Given text ::
════════
The diehard “head-to-head” people would say “Western Carolina should be ranked higher!  They won the head-to-head matchup!”  But I say: what about the other 29 games?  Wake Forest plays in the ACC, and has multiple games against Duke, UNC, Miami, NC State…you get the picture.  Western Carolina has a much weaker schedule against the likes of Wofford, the Citadel, VMI, Chattanooga.  Sure, Wake Forest lost to Western Carolina, but in turn, Western Carolina lost to Mars Hill!  Which loss looks worse, hmm?

Image result for wake forest logo

The problem with head-to-head is that it’s only one data point.  Any team can lose a single game.  Maybe Wake Forest was missing their starting 5 due to the flu for that one game against Western Carolina.  (Clemson’s loss in football to Syracuse, earlier this year, was partially due to their starting quarterback being out).  A tie-breaker should be as broad as possible, and take the entire year into consideration.  This is especially true in basketball or baseball, when the long seasons make head-to-head records well-nigh meaningless.
════════
Recorded information ::
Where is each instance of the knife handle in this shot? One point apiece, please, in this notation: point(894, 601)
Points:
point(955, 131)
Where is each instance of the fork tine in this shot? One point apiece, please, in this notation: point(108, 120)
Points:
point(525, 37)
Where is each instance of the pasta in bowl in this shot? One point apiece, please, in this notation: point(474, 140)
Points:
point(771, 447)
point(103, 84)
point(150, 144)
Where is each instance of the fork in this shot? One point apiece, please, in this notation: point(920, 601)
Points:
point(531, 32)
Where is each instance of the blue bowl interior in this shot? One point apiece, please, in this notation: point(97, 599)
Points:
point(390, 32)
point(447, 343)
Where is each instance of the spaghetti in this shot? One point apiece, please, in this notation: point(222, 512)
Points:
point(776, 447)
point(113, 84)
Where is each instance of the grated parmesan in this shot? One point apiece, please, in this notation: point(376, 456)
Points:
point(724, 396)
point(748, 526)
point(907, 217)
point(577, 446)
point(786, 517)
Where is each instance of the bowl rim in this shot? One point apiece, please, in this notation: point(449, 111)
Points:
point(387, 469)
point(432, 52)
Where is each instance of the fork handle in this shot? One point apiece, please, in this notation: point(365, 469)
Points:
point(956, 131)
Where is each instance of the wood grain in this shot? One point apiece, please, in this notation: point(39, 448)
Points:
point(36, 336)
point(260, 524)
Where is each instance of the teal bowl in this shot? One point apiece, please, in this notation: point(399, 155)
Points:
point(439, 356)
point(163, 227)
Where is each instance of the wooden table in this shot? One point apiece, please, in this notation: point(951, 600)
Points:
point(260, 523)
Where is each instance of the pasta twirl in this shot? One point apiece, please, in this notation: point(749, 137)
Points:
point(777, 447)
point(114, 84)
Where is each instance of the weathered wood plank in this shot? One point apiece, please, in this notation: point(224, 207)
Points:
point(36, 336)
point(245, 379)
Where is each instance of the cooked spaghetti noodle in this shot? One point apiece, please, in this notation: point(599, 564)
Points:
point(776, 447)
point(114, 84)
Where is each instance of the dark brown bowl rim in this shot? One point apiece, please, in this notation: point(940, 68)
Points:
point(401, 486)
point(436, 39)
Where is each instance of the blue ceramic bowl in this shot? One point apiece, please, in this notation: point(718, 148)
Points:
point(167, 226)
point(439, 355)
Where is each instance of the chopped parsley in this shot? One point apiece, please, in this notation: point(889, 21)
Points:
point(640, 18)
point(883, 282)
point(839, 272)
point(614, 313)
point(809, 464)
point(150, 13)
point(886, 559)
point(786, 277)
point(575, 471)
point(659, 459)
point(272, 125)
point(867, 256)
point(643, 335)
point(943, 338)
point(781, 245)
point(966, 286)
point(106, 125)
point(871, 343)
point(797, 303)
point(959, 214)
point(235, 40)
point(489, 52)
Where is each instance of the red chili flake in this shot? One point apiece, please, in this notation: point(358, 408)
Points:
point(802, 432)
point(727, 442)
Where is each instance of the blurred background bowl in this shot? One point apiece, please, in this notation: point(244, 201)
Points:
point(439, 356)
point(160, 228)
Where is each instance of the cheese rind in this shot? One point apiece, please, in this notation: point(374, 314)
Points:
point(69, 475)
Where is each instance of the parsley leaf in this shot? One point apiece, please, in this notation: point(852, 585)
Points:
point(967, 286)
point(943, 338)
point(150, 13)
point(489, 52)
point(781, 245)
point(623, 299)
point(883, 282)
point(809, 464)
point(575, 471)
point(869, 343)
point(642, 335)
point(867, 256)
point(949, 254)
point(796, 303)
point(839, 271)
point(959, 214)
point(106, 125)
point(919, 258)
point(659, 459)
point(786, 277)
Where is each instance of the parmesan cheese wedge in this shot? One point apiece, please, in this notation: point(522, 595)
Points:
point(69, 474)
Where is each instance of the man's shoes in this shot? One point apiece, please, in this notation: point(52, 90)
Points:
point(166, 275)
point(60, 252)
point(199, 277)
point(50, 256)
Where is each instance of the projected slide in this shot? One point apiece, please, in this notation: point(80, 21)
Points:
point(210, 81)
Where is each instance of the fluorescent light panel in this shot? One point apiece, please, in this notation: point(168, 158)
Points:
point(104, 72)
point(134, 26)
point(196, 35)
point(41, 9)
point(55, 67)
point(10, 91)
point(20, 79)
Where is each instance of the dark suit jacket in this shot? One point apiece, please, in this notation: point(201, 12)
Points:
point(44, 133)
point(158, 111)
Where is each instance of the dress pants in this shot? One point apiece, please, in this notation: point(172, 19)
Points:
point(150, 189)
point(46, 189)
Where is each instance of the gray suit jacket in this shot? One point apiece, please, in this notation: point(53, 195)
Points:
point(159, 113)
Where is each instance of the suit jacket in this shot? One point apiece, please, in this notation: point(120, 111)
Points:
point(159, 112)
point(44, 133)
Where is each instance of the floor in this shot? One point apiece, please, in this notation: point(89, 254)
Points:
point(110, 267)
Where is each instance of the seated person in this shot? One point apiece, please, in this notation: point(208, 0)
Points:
════════
Work instructions :: Reproduce the stretch of the passage on head-to-head rankings from "Image result for" through "records well-nigh meaningless.", swapping "tie-breaker" for "tiebreaking method". The records that accompany the passage are not needed for this work.

Written solution ::
Image result for wake forest logo

The problem with head-to-head is that it’s only one data point.  Any team can lose a single game.  Maybe Wake Forest was missing their starting 5 due to the flu for that one game against Western Carolina.  (Clemson’s loss in football to Syracuse, earlier this year, was partially due to their starting quarterback being out).  A tiebreaking method should be as broad as possible, and take the entire year into consideration.  This is especially true in basketball or baseball, when the long seasons make head-to-head records well-nigh meaningless.